In the records below, find the line containing "Each matching instance of the suburban", then extract that line and all subsequent lines exactly, leaving out everything else.

▽

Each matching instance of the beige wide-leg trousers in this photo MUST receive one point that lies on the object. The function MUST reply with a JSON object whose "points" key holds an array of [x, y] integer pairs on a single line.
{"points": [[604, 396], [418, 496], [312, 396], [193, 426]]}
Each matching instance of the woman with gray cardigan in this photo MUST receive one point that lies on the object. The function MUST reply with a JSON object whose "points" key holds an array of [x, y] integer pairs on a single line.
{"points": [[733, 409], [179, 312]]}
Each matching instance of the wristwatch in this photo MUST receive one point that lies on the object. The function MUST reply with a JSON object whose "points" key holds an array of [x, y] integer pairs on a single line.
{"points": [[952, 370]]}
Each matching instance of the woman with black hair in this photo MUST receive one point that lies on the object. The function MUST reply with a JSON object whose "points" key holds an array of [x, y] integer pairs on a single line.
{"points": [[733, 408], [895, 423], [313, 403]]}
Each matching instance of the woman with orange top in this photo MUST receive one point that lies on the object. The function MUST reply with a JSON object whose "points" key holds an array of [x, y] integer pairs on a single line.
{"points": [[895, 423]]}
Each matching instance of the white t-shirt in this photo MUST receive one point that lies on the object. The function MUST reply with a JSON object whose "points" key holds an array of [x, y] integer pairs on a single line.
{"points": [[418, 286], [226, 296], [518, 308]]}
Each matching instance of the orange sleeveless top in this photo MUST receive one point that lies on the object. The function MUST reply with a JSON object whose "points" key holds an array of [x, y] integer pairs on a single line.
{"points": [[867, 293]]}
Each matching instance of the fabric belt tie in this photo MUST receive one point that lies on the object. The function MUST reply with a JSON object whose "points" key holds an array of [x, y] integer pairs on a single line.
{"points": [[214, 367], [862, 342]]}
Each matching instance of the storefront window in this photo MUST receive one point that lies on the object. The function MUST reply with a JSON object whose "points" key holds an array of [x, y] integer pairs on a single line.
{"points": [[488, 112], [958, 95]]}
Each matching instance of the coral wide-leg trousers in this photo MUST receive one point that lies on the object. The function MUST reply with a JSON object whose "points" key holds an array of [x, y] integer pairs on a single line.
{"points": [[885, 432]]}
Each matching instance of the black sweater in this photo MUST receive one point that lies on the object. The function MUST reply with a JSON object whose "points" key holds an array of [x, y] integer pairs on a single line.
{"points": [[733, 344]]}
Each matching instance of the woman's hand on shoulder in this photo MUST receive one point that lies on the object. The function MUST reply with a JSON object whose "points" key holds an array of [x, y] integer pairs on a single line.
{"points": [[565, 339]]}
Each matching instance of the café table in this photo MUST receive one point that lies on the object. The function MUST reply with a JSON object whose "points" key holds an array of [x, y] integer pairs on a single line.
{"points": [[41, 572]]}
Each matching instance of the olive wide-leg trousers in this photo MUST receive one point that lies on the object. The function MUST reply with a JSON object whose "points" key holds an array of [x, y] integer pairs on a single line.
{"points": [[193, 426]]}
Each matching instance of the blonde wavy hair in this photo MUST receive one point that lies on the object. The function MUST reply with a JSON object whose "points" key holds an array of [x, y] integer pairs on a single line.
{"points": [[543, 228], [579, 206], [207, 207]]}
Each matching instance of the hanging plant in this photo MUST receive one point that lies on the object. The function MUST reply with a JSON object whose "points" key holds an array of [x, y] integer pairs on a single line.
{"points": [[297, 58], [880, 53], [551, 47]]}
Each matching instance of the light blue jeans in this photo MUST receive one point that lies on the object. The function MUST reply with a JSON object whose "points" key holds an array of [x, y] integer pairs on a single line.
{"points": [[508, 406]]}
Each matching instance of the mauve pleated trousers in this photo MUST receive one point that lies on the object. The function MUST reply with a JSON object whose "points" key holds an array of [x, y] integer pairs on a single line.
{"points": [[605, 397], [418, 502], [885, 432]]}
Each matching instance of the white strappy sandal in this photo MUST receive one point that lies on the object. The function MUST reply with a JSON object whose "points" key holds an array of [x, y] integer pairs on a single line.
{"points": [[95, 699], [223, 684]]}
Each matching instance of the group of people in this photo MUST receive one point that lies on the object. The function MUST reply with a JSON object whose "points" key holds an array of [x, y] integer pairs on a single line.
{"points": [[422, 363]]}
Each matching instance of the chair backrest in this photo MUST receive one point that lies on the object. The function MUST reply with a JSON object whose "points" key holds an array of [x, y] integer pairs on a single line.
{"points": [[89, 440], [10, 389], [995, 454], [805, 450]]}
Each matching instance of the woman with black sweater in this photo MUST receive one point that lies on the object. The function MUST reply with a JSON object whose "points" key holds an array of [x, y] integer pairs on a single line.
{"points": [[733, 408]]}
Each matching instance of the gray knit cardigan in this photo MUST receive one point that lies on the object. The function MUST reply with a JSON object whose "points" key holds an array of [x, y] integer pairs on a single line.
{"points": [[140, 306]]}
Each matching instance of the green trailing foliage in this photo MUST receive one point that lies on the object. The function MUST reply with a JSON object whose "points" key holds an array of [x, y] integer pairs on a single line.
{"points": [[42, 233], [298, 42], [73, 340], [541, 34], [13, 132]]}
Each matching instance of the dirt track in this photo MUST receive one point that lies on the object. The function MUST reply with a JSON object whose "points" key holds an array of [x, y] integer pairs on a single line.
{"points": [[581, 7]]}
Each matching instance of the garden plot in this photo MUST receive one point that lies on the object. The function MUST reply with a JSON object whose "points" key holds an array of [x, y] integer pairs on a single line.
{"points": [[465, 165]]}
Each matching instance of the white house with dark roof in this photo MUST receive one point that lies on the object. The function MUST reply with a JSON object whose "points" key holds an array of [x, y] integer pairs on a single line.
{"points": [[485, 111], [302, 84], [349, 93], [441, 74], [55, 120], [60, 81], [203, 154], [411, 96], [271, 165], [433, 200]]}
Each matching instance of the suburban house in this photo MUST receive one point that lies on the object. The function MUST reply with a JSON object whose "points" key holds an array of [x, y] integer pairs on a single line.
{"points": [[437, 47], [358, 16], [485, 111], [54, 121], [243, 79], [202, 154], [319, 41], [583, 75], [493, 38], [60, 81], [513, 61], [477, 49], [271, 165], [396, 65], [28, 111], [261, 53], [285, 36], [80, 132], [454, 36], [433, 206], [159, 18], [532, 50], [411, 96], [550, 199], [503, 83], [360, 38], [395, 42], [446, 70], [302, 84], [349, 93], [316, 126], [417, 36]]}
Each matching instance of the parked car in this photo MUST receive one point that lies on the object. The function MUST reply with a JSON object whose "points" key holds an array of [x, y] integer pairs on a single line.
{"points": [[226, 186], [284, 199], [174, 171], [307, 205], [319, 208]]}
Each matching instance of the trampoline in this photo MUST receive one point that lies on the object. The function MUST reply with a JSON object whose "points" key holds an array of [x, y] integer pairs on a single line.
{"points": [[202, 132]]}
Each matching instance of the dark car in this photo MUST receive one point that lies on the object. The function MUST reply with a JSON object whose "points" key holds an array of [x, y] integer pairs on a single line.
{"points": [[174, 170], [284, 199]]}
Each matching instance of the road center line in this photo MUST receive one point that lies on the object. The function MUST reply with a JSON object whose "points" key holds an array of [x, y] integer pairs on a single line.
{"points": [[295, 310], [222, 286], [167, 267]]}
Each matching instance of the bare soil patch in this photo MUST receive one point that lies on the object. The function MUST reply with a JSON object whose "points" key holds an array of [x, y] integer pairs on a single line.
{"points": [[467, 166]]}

△

■ Task output ■
Each matching instance of the suburban house in this photo MUST receive one point that lies on the object. The function MUST reply with a JSON object whose "points" key holds an array of [x, y] integer pairs on a single line.
{"points": [[437, 47], [358, 16], [485, 111], [54, 121], [243, 79], [202, 154], [319, 41], [583, 75], [493, 38], [60, 81], [513, 61], [477, 49], [271, 165], [396, 65], [28, 111], [261, 53], [285, 36], [80, 132], [454, 36], [433, 206], [159, 18], [532, 50], [411, 96], [550, 199], [503, 83], [360, 38], [395, 42], [446, 70], [302, 84], [349, 93], [316, 126], [417, 36]]}
Each matching instance of the parked car in this photo MUST receive one point that lies on the object. The function MUST reply with a JSON object whose "points" key holds an array of [x, y] integer pairs on a single line.
{"points": [[226, 186], [284, 199], [174, 171], [307, 205], [319, 208]]}
Each matching instance of the trampoline in this photo MUST receive one point that lies on the object. The function MUST reply with a JSON object whose "points" key holds an array of [x, y] integer pairs on a single line.
{"points": [[202, 132]]}
Each matching instance of the dark car in this photo MUST receive one point that lies on the object. The function MUST reply with a JSON object whose "points" key holds an array of [x, y] integer pairs on a single line.
{"points": [[174, 170], [284, 199]]}
Each matching instance of the road center line in this photo MUST receive one point that lies on the object. The function MUST reply with a JSON object whose "points" key holds an array of [x, y] integer pairs on a single line.
{"points": [[295, 310], [222, 286], [167, 267]]}
Each matching instance of the bare soil patch in this photo MUST receive one point that lies on the object. The function MUST reply with a JSON object whose "points" key holds an array of [x, y] integer pairs on a single line.
{"points": [[467, 166]]}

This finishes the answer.